··· Data to process ···

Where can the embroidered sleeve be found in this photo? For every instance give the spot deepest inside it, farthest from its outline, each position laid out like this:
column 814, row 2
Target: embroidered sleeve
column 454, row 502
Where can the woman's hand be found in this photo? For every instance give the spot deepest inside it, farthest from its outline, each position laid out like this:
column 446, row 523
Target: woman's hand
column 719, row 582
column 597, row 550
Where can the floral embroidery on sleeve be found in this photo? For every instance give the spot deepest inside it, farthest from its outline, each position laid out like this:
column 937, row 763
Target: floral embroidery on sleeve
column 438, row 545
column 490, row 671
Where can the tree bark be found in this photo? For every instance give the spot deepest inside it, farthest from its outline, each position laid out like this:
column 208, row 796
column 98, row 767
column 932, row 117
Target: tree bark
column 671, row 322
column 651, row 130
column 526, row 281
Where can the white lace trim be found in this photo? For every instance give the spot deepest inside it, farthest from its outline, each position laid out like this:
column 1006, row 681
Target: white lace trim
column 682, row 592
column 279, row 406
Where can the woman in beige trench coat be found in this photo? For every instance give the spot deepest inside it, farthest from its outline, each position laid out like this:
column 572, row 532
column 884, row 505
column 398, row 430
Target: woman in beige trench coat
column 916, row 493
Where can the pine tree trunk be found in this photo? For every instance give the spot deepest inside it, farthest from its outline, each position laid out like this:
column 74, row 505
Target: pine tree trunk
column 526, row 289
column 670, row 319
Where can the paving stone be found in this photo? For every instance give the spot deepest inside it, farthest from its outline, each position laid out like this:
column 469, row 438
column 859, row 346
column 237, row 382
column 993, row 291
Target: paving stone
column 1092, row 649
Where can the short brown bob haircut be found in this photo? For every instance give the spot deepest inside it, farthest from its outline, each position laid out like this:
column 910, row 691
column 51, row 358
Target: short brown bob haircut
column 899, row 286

···

§ Prompt
Copy out all of the listing, exactly as it reads.

§ Task response
Where can the embroidered sleeve be found in this photo? For every instance give the spot deepest inside it, farthest from its outline, each position laid out like this:
column 814, row 2
Target: embroidered sleeve
column 454, row 502
Where can the woman's hand be found in this photo? For every instance give the spot deepest inside it, farthest from its outline, each position laid out like this:
column 446, row 523
Target: woman's hand
column 719, row 582
column 597, row 550
Where can the floral embroidery on sleeve be found in this photo? For every instance give the spot deepest inside it, farthest from its outline, each position laid out like this:
column 937, row 763
Target: floral embroidery on sleeve
column 438, row 545
column 490, row 671
Where can the tree bark be found in this photo? For every instance give the spot deepest inside it, farthest from its outline, each position laid out like this:
column 208, row 796
column 98, row 767
column 932, row 117
Target: tree bark
column 671, row 322
column 651, row 130
column 526, row 281
Where can the white lace trim be found in this photo? For every instance give the spot deepest inside it, farthest from its outline, each position laid out like this:
column 1006, row 681
Target: white lace trim
column 682, row 592
column 279, row 406
Where can the woman in beige trench coat be found in this photo? For every instance give the spot deepest inside it, farthest from its outline, each position laid out like this:
column 572, row 532
column 884, row 505
column 398, row 430
Target: woman in beige trench coat
column 916, row 493
Where can the pine tree trunk be found in this photo? For every instance give the spot deepest inside it, farthest from its outline, each position laid out like this:
column 74, row 505
Target: pine tree trunk
column 526, row 289
column 670, row 319
Where can the paving stone be found in this photo? For every instance give the spot deepest inside it, farthest from its outline, each position laid out like this:
column 469, row 438
column 859, row 346
column 237, row 382
column 993, row 291
Target: paving stone
column 1092, row 649
Where can the short brown bob haircut be found in this photo? For every instance give the spot deepest inside it, farthest from its outline, each position laid out like this:
column 910, row 691
column 51, row 358
Target: short brown bob haircut
column 899, row 286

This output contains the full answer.